** Start EXTRACT TO READ **
# Husband agreed to donor sperm then changes mind after I am pregnant



## manny1 (Nov 9, 2010)

This is something that ruined our marriage but I waited 15 years to get him out of my life. I really would like comments on this from both males and females. Dealt with infertility 6 years and knew very early that my husband was very infertile and not given much hope that he could father a child got like 6 opinions(his idea) . All of them did recommend using donor sperm since I did not have any infertility problems. He was against it and after about 5 years I asked him what exactly his problem with it was since he was ok with adoption. I didn't see what the difference was. We by the way were doing foster parenting and had started the adoption process. Lame reasons as I saw later getting other people involved was his reason: forgot to mention that I had been supporting him while he sort of went to school for like 10 years. Anyway finally he says he is ok with it and I get pregnant after about 4 or 5 tries which means he had plenty of time to back out. 3 months into my pregancy with twins and 1 month after my mom died and 2 months after bleeding and thinking I was going to miscarry he tells me "I don't think I will ever be able to accept this babies as my own because of what you did" which was get pregnant I guess. I told him go or stay it was up to him . He spent the rest of my pregnancy isolated from me though he didn't leave. He also said he didn't want his name on the birth certificates and wanted everyone to know they weren't his. Neither one of those two things happened in the end. I stayed with him for 15 years bcuz didn't want my kids to suffer from the decision made.
I know I stopped loving him then and knew that some day our marriage would be over that was when I also knew that he was passive aggressive big time.


----------



## manny1 (Nov 9, 2010)

manny1 said:


> This is something that ruined our marriage but I waited 15 years to get him out of my life. I really would like comments on this from both males and females. Dealt with infertility 6 years and knew very early that my husband was very infertile and not given much hope that he could father a child got like 6 opinions(his idea) . All of them did recommend using donor sperm since I did not have any infertility problems. He was against it and after about 5 years I asked him what exactly his problem with it was since he was ok with adoption. I didn't see what the difference was. We by the way were doing foster parenting and had started the adoption process. Lame reasons as I saw later getting other people involved was his reason: forgot to mention that I had been supporting him while he sort of went to school for like 10 years. Anyway finally he says he is ok with it and I get pregnant after about 4 or 5 tries which means he had plenty of time to back out. 3 months into my pregancy with twins and 1 month after my mom died and 2 months after bleeding and thinking I was going to miscarry he tells me "I don't think I will ever be able to accept this babies as my own because of what you did" which was get pregnant I guess. I told him go or stay it was up to him . He spent the rest of my pregnancy isolated from me though he didn't leave. He also said he didn't want his name on the birth certificates and wanted everyone to know they weren't his. Neither one of those two things happened in the end. I stayed with him for 15 years bcuz didn't want my kids to suffer from the decision made.
> I know I stopped loving him then and knew that some day our marriage would be over that was when I also knew that he was passive aggressive big time.


----------



## manny1 (Nov 9, 2010)

I think what bothered me the most was that I was supporting him and putting my life on hold to help him and he was not emotionally able to do for me. Which was the theme of our marriage.


----------
** End EXTRACT TO READ **
** Start EXTRACTED DATA **
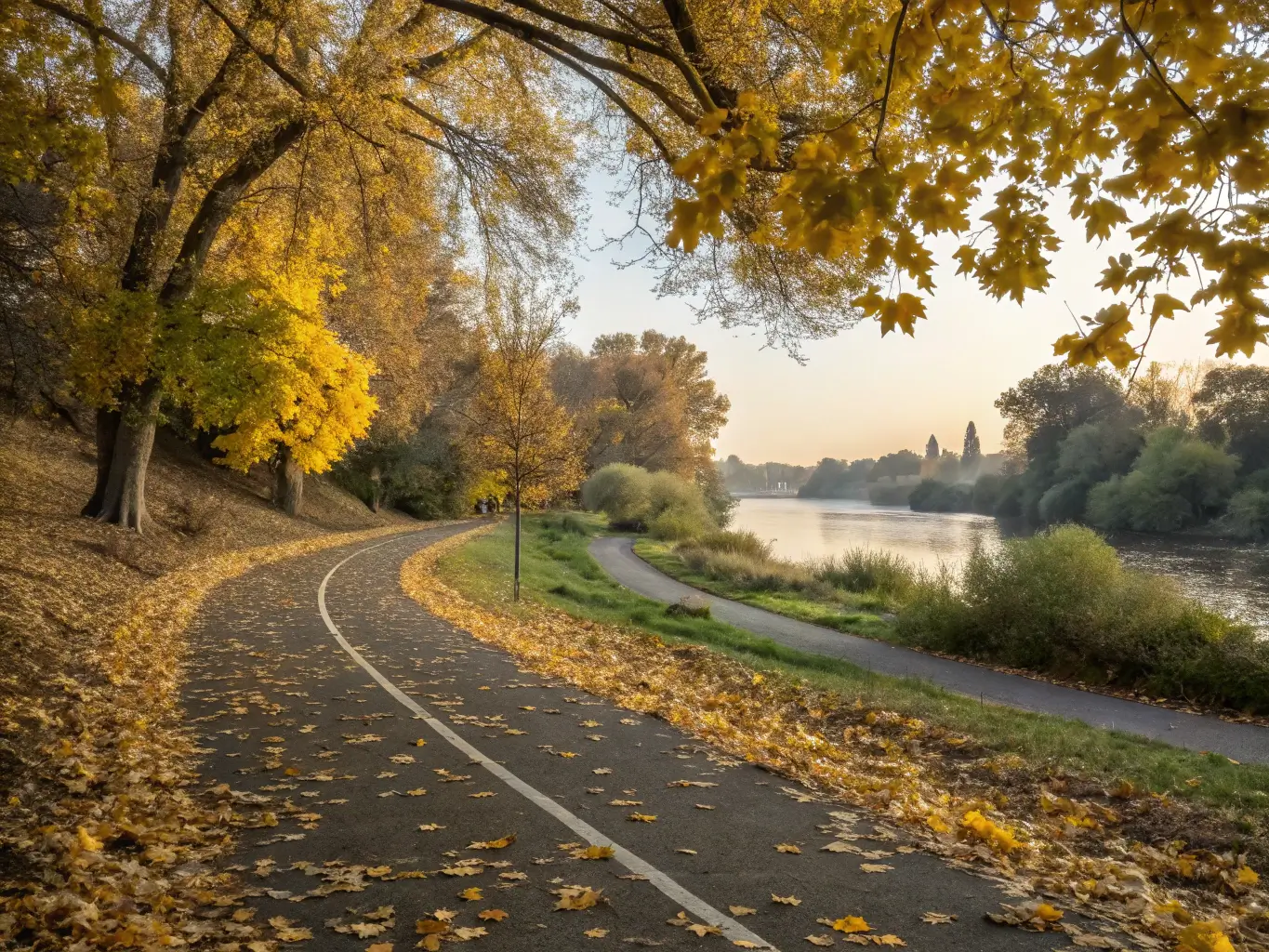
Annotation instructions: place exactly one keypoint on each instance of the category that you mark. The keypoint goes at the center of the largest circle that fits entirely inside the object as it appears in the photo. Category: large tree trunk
** End EXTRACTED DATA **
** Start EXTRACTED DATA **
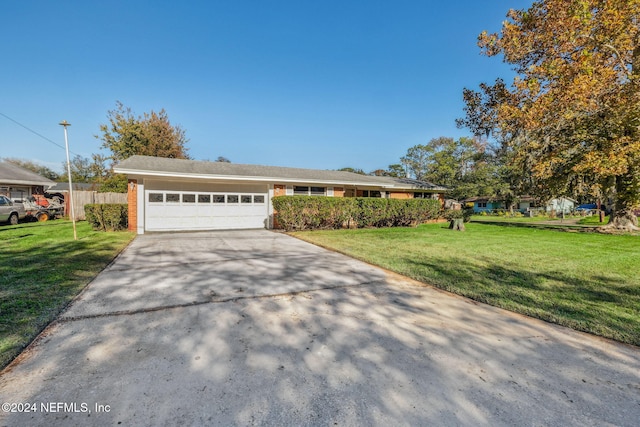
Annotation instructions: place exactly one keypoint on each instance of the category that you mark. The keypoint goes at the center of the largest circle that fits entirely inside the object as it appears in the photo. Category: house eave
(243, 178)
** End EXTRACTED DATA **
**INSTRUCTIONS FOR THE TASK:**
In the forum thread about the husband who opposed donor sperm, how many years did the poster stay with him? The listing above was drawn from a separate source and has no connection to the forum thread.

**TASK RESULT:**
Fifteen years.